> **Written exercise**:
Convert the material, from its first line up to and including the line containing "[[23, 38], [9, 32]]", into a numbered list with any blank lines omitted.

> **Task data**:
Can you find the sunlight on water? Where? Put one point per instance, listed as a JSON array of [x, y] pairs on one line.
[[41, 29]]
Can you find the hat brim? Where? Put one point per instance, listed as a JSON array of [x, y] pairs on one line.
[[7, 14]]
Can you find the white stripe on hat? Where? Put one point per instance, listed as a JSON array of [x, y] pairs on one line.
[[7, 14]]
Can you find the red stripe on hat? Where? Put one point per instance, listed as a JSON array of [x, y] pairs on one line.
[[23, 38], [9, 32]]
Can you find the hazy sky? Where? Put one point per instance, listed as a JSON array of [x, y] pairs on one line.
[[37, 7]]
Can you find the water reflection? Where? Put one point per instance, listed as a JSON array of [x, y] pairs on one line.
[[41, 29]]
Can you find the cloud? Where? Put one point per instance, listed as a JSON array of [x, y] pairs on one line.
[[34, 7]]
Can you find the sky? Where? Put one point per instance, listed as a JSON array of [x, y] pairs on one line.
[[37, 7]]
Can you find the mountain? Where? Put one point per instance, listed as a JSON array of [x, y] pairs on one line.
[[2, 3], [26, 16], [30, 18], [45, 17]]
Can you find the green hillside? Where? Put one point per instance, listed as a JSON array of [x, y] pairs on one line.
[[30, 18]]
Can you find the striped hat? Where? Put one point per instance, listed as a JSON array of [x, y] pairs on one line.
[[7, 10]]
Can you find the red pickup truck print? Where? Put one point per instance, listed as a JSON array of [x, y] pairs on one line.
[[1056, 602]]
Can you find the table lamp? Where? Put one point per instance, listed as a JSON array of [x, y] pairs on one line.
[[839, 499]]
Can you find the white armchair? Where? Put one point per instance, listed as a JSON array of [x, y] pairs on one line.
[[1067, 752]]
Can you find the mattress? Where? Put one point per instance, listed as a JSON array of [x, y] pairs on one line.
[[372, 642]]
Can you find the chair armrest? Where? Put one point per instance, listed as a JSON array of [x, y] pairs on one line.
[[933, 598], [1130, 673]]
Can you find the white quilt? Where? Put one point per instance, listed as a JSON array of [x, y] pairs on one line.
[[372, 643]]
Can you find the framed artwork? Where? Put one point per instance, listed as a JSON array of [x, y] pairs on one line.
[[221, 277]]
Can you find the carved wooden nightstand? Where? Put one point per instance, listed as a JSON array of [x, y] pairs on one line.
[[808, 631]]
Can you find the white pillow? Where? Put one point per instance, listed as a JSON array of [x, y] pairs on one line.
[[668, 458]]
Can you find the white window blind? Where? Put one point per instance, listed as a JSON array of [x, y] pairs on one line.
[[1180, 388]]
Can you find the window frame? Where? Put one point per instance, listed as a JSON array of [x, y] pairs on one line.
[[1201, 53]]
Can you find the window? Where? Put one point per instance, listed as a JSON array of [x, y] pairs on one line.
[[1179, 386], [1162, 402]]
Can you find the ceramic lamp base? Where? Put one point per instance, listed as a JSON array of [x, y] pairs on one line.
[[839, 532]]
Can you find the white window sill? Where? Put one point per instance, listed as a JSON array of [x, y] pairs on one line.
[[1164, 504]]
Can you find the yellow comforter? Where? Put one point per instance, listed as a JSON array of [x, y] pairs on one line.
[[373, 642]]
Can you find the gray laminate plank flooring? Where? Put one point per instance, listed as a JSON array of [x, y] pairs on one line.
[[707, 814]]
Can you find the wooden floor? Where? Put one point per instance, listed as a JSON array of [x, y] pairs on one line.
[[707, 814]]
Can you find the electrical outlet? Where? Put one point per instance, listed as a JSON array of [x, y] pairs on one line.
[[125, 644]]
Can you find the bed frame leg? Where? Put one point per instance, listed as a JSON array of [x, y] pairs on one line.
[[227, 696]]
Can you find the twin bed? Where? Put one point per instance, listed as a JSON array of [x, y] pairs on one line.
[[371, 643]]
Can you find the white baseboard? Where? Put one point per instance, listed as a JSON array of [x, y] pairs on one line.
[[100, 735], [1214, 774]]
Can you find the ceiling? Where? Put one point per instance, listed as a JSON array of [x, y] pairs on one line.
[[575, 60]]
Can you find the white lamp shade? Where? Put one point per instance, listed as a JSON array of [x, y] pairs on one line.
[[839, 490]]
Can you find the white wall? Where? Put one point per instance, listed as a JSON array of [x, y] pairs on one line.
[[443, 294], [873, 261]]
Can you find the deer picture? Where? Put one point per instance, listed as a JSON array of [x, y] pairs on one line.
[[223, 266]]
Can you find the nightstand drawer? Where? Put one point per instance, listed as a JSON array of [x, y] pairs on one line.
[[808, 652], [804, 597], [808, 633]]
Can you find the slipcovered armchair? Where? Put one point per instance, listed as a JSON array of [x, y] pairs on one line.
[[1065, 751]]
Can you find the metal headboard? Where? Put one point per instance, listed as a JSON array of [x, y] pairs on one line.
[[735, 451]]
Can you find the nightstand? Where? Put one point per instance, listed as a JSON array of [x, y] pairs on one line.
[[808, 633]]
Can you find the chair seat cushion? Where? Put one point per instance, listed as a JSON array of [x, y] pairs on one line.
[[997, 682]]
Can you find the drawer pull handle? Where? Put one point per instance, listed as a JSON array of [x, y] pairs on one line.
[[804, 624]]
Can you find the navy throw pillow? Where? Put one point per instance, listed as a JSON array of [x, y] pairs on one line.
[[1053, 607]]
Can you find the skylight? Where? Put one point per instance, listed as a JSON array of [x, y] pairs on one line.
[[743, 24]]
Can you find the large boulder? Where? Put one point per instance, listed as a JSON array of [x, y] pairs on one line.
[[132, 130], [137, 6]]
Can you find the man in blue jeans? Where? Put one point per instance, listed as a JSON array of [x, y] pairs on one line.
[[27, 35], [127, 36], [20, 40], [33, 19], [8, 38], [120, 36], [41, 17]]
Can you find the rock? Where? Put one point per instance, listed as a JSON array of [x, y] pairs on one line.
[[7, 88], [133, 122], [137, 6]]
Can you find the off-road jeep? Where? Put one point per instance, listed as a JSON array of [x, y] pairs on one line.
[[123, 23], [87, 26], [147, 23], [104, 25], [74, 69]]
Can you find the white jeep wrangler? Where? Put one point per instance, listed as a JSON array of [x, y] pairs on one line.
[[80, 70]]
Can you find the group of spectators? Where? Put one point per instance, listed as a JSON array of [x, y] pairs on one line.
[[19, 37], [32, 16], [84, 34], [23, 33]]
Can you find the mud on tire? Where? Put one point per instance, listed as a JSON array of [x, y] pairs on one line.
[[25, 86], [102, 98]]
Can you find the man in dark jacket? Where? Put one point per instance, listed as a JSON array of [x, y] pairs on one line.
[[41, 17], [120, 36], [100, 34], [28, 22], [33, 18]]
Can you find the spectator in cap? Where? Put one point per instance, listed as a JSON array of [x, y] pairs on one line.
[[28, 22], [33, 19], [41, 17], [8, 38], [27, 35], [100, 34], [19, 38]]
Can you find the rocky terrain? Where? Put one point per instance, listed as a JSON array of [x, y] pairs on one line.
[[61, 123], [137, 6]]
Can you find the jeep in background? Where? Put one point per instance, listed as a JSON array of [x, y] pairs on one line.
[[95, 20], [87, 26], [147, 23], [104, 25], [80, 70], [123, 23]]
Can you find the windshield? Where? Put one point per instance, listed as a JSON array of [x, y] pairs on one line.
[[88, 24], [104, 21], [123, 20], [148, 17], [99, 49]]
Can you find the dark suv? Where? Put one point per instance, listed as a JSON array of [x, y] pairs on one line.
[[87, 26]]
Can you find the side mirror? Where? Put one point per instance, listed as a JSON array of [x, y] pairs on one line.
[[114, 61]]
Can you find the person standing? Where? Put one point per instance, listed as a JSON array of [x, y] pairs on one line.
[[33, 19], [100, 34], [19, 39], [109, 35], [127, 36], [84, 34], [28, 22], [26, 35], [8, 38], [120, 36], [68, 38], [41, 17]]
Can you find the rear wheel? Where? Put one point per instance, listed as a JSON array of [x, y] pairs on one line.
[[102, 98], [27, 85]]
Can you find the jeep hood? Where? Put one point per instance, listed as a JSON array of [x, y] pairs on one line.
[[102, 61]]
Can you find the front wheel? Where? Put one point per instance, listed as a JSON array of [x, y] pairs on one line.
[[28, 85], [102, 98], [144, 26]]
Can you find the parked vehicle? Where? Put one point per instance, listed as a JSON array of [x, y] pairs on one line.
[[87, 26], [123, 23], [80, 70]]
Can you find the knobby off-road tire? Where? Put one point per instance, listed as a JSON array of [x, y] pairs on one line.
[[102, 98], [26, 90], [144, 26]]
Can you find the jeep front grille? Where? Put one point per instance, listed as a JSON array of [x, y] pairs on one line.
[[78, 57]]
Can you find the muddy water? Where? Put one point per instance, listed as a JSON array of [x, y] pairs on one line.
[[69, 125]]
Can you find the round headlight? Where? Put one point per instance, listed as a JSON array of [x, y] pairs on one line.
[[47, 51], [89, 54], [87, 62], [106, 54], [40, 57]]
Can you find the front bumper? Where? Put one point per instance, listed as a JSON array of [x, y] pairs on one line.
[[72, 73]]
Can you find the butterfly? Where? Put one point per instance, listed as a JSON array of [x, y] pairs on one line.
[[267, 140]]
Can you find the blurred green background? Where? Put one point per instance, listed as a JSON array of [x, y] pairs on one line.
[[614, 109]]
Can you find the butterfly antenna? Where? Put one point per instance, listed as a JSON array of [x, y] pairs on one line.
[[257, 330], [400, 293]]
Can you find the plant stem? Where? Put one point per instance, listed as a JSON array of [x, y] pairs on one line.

> **Result of the exercise**:
1. Can you find the sunlight on water? Where? Put one point per instance, listed as a JSON array of [x, y] pairs on one line.
2. [[41, 29]]
3. Can you find the hat brim? Where? Put one point per instance, listed as a JSON array of [x, y] pairs on one line.
4. [[7, 14]]
5. Can you find the white stripe on hat? Where? Put one point per instance, listed as a JSON array of [x, y] pairs on one line.
6. [[7, 14]]
7. Can you find the red stripe on hat? Where? Put one point per instance, listed as a JSON array of [x, y] pairs on one line.
8. [[23, 38], [9, 32]]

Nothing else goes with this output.